_TEXT UNDER STUDY_
*** Begin section ***
Upon closer scrutiny and re-examination of the records, the Court is convinced that there is merit in the above contentions. It is a fact that the other ideal one-half shares of the late Guillermo Nombre in Lot Nos. 1616 and 1617 have never been entirely sold to the Chuas because some of the Nombre heirs who are composed of the descendants of Guillermo Nombre’s brothers and sisters[5] likewise sold their undivided shares to Escanlar who in turn conveyed them to the Jaymes. All these transactions are duly evidenced by several deeds of sale[6] and a Memorandum of Agreement[7] dated August 31, 1984, whose validity and authenticity have not been impugned by any party. As a matter of fact, there were also some shares which were not conveyed at all to either Chuas or Jaymes. In any event, these sales by the Nombre heirs to Escanlar whose interests were eventually acquired by the Jaymes had the effect of increasing the latter’s ownership beyond the one-half portions of the subject lots originally sold by the Cari-ans. Correspondingly, the Chuas are entitled only to those portions as have been conveyed to them which actually amount to less than the one-half participation of Guillermo Nombre in each of said lots. More particularly, these are the ideal shares which they have acquired from Lazaro Nombre, Victorio Madalag, Domingo Campillanos, and Sofronio Campillanos by virtue of the September 21, 1982 deed of sale, as well as from Felicidad Nombre, Potencia Brillas, and Enrique Campillanos, through instruments other than said deed.

In view of the foregoing findings, it necessarily follows that there is no justification for the Jaymes to be compelled to turn over one-half of Lot No. 1616 and one-half of Lot No. 1617, and be held liable to pay the Chuas rentals with respect to those portions. On the contrary, we find it equitable instead to hold the Chuas answerable for reasonable rentals to the extent of their possession of portions of Lot Nos. 1616 and 1617 which now properly belong to the Jaymes by virtue of the above findings.
*** End section ***
_EXERCISE INSTRUCTIONS_
Take the court ruling on Lot Nos. 1616 and 1617 further, starting after its final sentence. The rows that come next are separate material and have no connection to the court ruling.

_RECORD EXCERPTS_
*** Begin section ***
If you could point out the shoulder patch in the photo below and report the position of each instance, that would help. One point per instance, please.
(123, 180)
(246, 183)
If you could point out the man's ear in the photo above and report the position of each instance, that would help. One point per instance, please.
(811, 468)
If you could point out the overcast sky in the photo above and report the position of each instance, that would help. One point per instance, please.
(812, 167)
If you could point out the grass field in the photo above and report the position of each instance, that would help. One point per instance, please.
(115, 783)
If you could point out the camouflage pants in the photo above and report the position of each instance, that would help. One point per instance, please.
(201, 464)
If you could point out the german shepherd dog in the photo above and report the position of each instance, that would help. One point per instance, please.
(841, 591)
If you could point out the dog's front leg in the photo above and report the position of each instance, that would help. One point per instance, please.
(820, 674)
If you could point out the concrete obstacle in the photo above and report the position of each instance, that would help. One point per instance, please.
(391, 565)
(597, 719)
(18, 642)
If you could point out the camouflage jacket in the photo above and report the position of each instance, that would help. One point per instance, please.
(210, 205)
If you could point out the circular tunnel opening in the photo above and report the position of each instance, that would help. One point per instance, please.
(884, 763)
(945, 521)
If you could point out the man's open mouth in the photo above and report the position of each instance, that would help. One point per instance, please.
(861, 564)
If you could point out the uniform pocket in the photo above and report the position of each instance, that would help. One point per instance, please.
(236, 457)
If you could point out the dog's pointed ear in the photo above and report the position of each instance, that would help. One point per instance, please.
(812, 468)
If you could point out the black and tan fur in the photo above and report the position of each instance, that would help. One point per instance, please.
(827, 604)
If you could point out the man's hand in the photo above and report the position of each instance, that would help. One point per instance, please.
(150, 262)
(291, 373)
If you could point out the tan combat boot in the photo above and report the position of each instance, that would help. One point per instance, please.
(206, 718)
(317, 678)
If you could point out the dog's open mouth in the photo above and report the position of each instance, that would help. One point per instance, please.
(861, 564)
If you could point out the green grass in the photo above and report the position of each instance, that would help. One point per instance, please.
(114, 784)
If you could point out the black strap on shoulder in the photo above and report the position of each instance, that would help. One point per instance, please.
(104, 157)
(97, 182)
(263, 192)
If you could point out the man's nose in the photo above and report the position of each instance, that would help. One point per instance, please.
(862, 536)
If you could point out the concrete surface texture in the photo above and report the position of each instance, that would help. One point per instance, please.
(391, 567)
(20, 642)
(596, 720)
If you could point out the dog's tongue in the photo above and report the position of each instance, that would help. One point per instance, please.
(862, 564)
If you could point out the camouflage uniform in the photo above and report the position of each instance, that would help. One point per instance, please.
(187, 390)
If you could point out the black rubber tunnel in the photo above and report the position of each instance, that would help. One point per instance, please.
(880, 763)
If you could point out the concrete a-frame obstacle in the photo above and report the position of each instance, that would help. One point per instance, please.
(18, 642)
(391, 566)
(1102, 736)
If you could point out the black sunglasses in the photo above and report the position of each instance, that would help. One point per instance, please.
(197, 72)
*** End section ***
_SOLVED EXERCISE_
ACCORDINGLY, the Court hereby resolves to GRANT the above motions of petitioners heirs of Pedro Escanlar and Francisco Holgado, as well as that of the spouses Edwin A. Jayme and Elisa T. Jayme. The decision of this Court dated October 23, 1997, insofar as it awarded one-half of Lot No. 1616 and one-half of Lot No. 1617 to the spouses Paquito and Ney Sarrosa-Chua, and which made the spouses Jayme liable for rental payments thereon, is VACATED and SET ASIDE. In lieu thereof, a new one is entered to read as follows:

WHEREFORE, the petitions are hereby GRANTED. The decision of the Court of Appeals under review is hereby REVERSED AND SET ASIDE. The case is REMANDED to the Regional Trial Court of Negros Occidental, Branch 61, for petitioners and private respondents or their successors-in-interest to determine exactly the portions which will be owned by each party in accordance with the foregoing resolution, at the option of petitioners. The trial court is likewise DIRECTED to order the issuance of the corresponding certificates of title in the name of the respective parties and to determine how much rentals the Chuas have to pay the Jaymes from the time the former possessed, if they did at all, the portions pertaining to the latter up to the time the same are restored.”

SO ORDERED.

Narvasa, C.J. (Chairman), Kapunan and Purisima, JJ., concur.




[1] Rollo, pp. 418-421.

[2] Ibid., pp. 426-427.

[3] Id., pp. 428-435.

[4] Id., pp. 291-311.

[5] These are: Sotero Nombre, Hermogenes Nombre, Luis Nombre, Vidal Nombre, Juliana Nombre-Campillanos, and Maria Nombre-Madalag. One sister, Manuela Nombre, appeared not to have sold her rights at all in Guillermo Nombre’s estate.

[6] Motion for Partial Reconsideration filed by the Jaymes, Annexes “B” to “G”, Rollo, pp. 327-403.

[7] Ibid., pp. 414-415.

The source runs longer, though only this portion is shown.